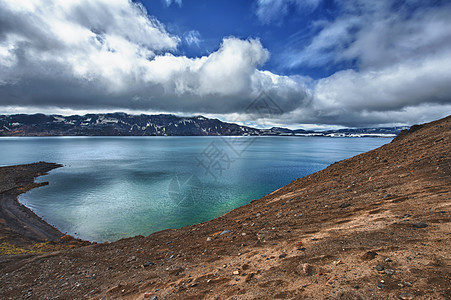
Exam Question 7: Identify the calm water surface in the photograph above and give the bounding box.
[0,137,391,242]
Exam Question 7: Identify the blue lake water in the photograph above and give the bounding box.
[0,137,391,242]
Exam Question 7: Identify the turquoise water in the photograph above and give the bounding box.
[0,137,390,242]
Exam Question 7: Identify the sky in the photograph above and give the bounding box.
[0,0,451,128]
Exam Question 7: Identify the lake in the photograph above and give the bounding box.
[0,136,391,242]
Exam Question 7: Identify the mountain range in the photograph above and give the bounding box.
[0,113,408,137]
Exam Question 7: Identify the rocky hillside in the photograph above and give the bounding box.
[0,117,451,299]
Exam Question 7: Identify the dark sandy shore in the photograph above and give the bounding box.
[0,162,67,246]
[0,117,451,300]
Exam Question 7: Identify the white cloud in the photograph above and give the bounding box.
[0,0,305,113]
[163,0,182,7]
[183,30,202,47]
[255,0,321,24]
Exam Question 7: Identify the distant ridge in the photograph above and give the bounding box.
[0,112,408,137]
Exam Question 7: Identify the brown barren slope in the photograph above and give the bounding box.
[0,117,451,299]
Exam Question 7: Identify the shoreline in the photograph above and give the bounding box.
[0,117,451,300]
[0,162,64,246]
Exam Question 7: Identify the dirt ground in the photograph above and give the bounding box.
[0,117,451,300]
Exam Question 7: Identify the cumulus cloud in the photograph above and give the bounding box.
[255,0,321,24]
[0,0,306,113]
[163,0,182,6]
[276,0,451,126]
[183,30,201,47]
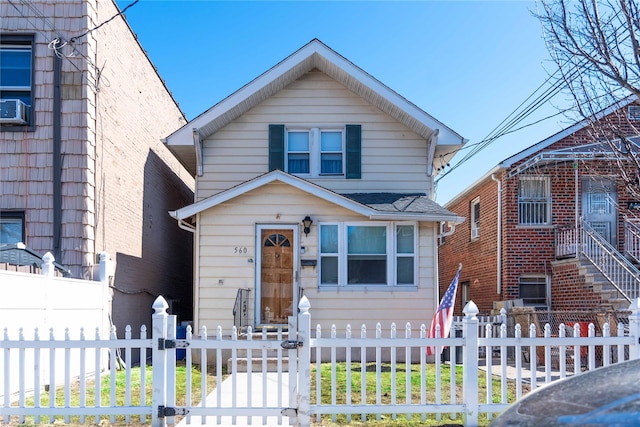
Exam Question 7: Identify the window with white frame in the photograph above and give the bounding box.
[0,34,34,126]
[0,211,25,243]
[286,128,344,176]
[320,222,417,286]
[470,197,480,239]
[518,176,551,225]
[518,274,549,307]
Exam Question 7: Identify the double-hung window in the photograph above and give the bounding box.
[320,222,416,286]
[0,211,25,244]
[0,34,34,126]
[286,128,344,176]
[269,124,362,179]
[518,176,551,225]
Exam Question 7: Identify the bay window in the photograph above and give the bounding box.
[320,222,417,286]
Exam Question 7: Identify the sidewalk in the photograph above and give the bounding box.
[177,372,289,427]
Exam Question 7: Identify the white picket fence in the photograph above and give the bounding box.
[0,253,113,401]
[0,297,640,426]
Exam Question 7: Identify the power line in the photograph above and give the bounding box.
[69,0,140,43]
[435,4,630,184]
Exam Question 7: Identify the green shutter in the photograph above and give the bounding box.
[346,125,362,179]
[269,125,284,171]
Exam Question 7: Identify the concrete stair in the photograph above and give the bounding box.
[578,258,629,310]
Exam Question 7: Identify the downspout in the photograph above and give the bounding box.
[193,128,203,178]
[573,161,582,258]
[52,54,62,262]
[491,173,502,295]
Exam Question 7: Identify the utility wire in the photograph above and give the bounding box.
[69,0,140,43]
[435,5,630,184]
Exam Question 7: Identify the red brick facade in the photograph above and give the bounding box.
[439,102,637,314]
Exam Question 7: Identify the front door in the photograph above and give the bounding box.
[582,177,618,247]
[256,227,296,325]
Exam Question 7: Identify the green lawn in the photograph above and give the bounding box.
[7,363,527,427]
[6,365,216,427]
[311,362,528,427]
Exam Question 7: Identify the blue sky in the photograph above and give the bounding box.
[118,0,570,204]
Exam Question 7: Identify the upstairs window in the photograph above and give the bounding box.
[0,211,25,244]
[286,128,345,176]
[470,197,480,239]
[269,125,361,179]
[518,176,551,225]
[0,34,33,127]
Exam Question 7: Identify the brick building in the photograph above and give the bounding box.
[438,99,640,314]
[0,0,194,333]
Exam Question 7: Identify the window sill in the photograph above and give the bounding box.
[318,285,418,292]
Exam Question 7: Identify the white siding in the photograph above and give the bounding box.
[197,71,432,200]
[196,183,436,330]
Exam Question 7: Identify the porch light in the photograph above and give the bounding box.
[302,215,313,236]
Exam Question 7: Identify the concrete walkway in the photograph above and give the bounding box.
[177,372,289,427]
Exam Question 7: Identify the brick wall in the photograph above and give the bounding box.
[0,0,194,338]
[438,178,500,314]
[439,100,638,312]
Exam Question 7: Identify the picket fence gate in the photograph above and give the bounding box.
[0,297,640,426]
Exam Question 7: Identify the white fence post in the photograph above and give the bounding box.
[42,252,56,277]
[462,301,478,426]
[297,295,311,427]
[151,296,169,427]
[629,298,640,360]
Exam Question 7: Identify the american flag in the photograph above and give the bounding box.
[427,265,462,356]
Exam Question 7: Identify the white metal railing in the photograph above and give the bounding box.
[624,218,640,263]
[581,221,640,301]
[555,227,580,258]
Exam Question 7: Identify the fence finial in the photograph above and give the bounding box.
[151,295,169,315]
[42,252,56,277]
[462,301,480,319]
[298,295,311,313]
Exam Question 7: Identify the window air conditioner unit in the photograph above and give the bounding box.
[0,99,27,125]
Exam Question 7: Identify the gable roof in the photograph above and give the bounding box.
[163,39,467,175]
[169,170,464,224]
[444,95,640,208]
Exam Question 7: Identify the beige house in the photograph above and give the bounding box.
[165,40,465,331]
[0,0,194,335]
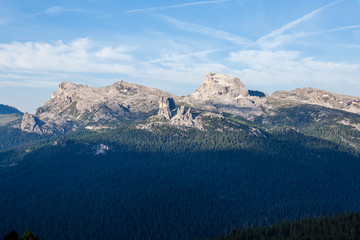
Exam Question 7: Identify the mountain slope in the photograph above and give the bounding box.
[0,125,360,240]
[0,104,23,126]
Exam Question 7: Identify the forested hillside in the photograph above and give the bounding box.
[0,125,360,240]
[211,212,360,240]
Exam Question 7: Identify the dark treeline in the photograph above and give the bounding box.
[214,212,360,240]
[0,126,360,240]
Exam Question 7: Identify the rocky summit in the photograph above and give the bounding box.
[14,73,360,134]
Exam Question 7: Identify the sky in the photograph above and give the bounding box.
[0,0,360,113]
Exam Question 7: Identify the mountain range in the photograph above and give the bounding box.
[0,73,360,240]
[0,73,360,149]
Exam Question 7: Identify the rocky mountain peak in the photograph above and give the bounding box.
[20,112,44,134]
[269,87,360,114]
[0,104,22,114]
[188,73,263,118]
[191,73,249,100]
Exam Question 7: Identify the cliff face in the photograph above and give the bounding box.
[268,88,360,114]
[17,73,360,134]
[189,73,263,118]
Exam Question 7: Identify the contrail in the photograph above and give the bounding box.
[124,0,231,13]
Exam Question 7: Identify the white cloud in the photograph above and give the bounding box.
[0,38,227,94]
[44,7,64,14]
[229,50,360,95]
[159,16,250,45]
[0,38,134,73]
[124,0,231,13]
[256,0,344,49]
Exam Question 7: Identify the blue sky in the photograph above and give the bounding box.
[0,0,360,112]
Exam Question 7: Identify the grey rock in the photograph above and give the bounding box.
[188,73,263,118]
[158,97,177,119]
[268,88,360,114]
[20,112,45,134]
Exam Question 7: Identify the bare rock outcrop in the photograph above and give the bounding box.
[158,97,177,119]
[158,97,202,129]
[20,112,45,134]
[268,88,360,114]
[188,73,263,118]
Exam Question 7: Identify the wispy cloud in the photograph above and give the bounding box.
[229,50,360,95]
[27,6,87,17]
[158,16,250,45]
[256,0,344,49]
[44,7,64,14]
[144,49,219,64]
[0,38,134,73]
[124,0,231,13]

—————

**GIVEN REQUEST**
Write out all of the records above again, swapping every "photograph" for "image" and changing nothing else. Leave the pictures out.

**COMPLETE ANSWER**
Exam Question 7: Identify the calm water surface in the image above and give the bounding box.
[0,137,391,242]
Exam Question 7: Identify the blue lake water in the image above and give the bounding box.
[0,137,391,242]
Exam Question 7: Identify the turquoise water in the image above and give the bounding box.
[0,137,390,242]
Exam Question 7: Identify the sky in the image above and give the bounding box.
[0,0,451,128]
Exam Question 7: Identify the lake in the image above and give the bounding box.
[0,136,391,242]
Exam Question 7: Identify the mountain range in the image above and give the bounding box.
[0,113,408,137]
Exam Question 7: Identify the rocky hillside in the image above and give the bounding box.
[0,117,451,299]
Exam Question 7: Identify the dark sandy shore in the image above and give the bounding box.
[0,162,67,246]
[0,117,451,300]
Exam Question 7: Identify the white cloud in the image above and give the bounding box.
[0,0,305,113]
[163,0,182,7]
[183,30,202,47]
[255,0,321,24]
Exam Question 7: Identify the distant ridge in the image above and give the bounding box.
[0,112,408,137]
Exam Question 7: Identify the brown barren slope in the image above and give the bounding box.
[0,117,451,299]
Exam Question 7: Identify the shoreline in the image above and give the bounding box.
[0,117,451,300]
[0,162,64,246]
Exam Question 7: Identify the dirt ground in the image above and give the bounding box.
[0,117,451,300]
Exam Question 7: Identify the cumulus cloud in the image above and give the bounding box.
[255,0,321,24]
[0,0,306,113]
[163,0,182,6]
[276,0,451,126]
[183,30,201,47]
Exam Question 7: Identify the window with white frame in the image above and give the bounding box.
[0,34,34,126]
[0,211,25,243]
[286,128,344,176]
[320,222,417,286]
[470,197,480,239]
[518,176,551,225]
[518,274,549,307]
Exam Question 7: Identify the double-hung window in the image above and give the bounding box.
[320,222,416,286]
[0,211,25,244]
[0,34,34,126]
[286,128,344,176]
[269,124,362,179]
[518,176,551,225]
Exam Question 7: Identify the bay window in the image above and give the bounding box.
[320,222,417,286]
Exam Question 7: Identify the sidewalk in the image above and give the bounding box.
[177,372,289,427]
Exam Question 7: Identify the white picket fence in the image above and give the bounding box.
[0,253,113,401]
[0,297,640,426]
Exam Question 7: Identify the power line in the image above and give the bounding box.
[69,0,140,43]
[435,4,630,184]
Exam Question 7: Identify the green shutter in the image above and give the bounding box.
[346,125,362,179]
[269,125,284,171]
Exam Question 7: Identify the concrete stair in the image above and give the bounding box.
[578,258,629,310]
Exam Question 7: Identify the downspout in the image above and give the bounding box.
[193,128,203,178]
[573,161,582,258]
[52,54,62,262]
[491,173,502,295]
Exam Question 7: Identify the utility wire in the image above and give the bounding box.
[69,0,140,43]
[435,5,630,184]
Exam Question 7: Identify the red brick facade in the image above and give the bounding box.
[439,102,637,314]
Exam Question 7: Identify the front door in the image above and give the bounding box.
[582,177,618,247]
[256,227,296,325]
Exam Question 7: Identify the green lawn in the image above and give the bounding box.
[7,363,527,427]
[6,365,216,427]
[311,362,528,427]
Exam Question 7: Identify the blue sky in the image above and give the bounding box.
[118,0,570,204]
Exam Question 7: Identify the upstairs window in the image above and give the bounding box.
[0,211,25,244]
[286,128,345,176]
[470,197,480,239]
[269,125,361,179]
[518,176,551,225]
[0,34,33,127]
Exam Question 7: Identify the brick building in the image above and give the bounding box.
[438,99,640,314]
[0,0,194,333]
Exam Question 7: Identify the window sill in the image above and give the bounding box.
[318,285,418,292]
Exam Question 7: Identify the white siding in the image above and give the bounding box.
[197,71,432,200]
[196,183,436,330]
Exam Question 7: Identify the porch light in the image above and give the bounding box.
[302,215,313,236]
Exam Question 7: Identify the concrete walkway in the image above and give the bounding box.
[177,372,289,427]
Exam Question 7: Identify the brick wall in the image above and give the bounding box.
[0,0,194,338]
[438,178,500,314]
[439,100,638,312]
Exam Question 7: Identify the picket fence gate in the image above and give the bounding box.
[0,297,640,426]
Exam Question 7: Identify the white fence post in the image above and give the bounding box.
[42,252,56,277]
[462,301,478,426]
[297,295,311,427]
[151,296,169,427]
[629,298,640,360]
Exam Question 7: Identify the american flag in the image above and give the bounding box.
[427,265,462,356]
Exam Question 7: Identify the white metal railing in the image above and give the bounding box.
[624,218,640,263]
[581,221,640,301]
[555,227,580,258]
Exam Question 7: Identify the fence finial in the image above and give the bounding box.
[151,295,169,315]
[42,252,56,277]
[462,301,480,319]
[298,295,311,313]
Exam Question 7: Identify the window air conditioner unit in the image above and give the bounding box.
[0,99,27,125]
Exam Question 7: Identify the gable roof in the image above and give the bounding box.
[163,39,467,175]
[169,170,464,224]
[444,95,640,208]
Exam Question 7: Identify the beige house in the image above and give the bounding box.
[165,40,465,331]
[0,0,194,335]
Exam Question 7: Identify the mountain slope in the image above and give the bounding box.
[0,125,360,240]
[0,104,23,126]
Exam Question 7: Identify the forested hillside in the image above and give the bounding box.
[0,125,360,240]
[211,212,360,240]
Exam Question 7: Identify the dark treeline in the image above and give the bounding box.
[214,212,360,240]
[0,126,360,240]
Exam Question 7: Identify the rocky summit in the image above and give the bounding box.
[14,73,360,134]
Exam Question 7: Identify the sky in the image above and give the bounding box.
[0,0,360,113]
Exam Question 7: Identify the mountain range in the image above and give the bounding box.
[0,73,360,240]
[0,73,360,149]
Exam Question 7: Identify the rocky mountain peak in the image above and give the bounding box.
[20,112,44,134]
[269,87,360,114]
[0,104,22,114]
[188,73,263,118]
[191,73,249,100]
Exam Question 7: Identify the cliff face in the image above and give the bounding box.
[268,88,360,114]
[17,73,360,134]
[189,73,263,118]
Exam Question 7: Identify the contrail in the image above and give the bounding box.
[124,0,231,13]
Exam Question 7: Identify the white cloud in the image above and give the bounding box.
[0,38,227,94]
[44,7,64,14]
[229,50,360,95]
[159,16,250,45]
[0,38,134,73]
[124,0,231,13]
[256,0,344,49]
Exam Question 7: Identify the blue sky in the image above and give the bounding box.
[0,0,360,112]
Exam Question 7: Identify the grey rock in the image above and give the bounding box.
[188,73,263,118]
[158,97,177,119]
[268,88,360,114]
[20,112,45,134]
Exam Question 7: Identify the bare rock outcrop in the image above and give the bounding box.
[158,97,177,119]
[158,97,202,129]
[20,112,45,134]
[268,88,360,114]
[188,73,263,118]
Exam Question 7: Identify the wispy cloud in the image above and give the bounding box.
[229,50,360,95]
[27,6,87,17]
[158,16,250,45]
[256,0,344,49]
[44,7,64,14]
[144,49,219,64]
[0,38,134,73]
[124,0,231,13]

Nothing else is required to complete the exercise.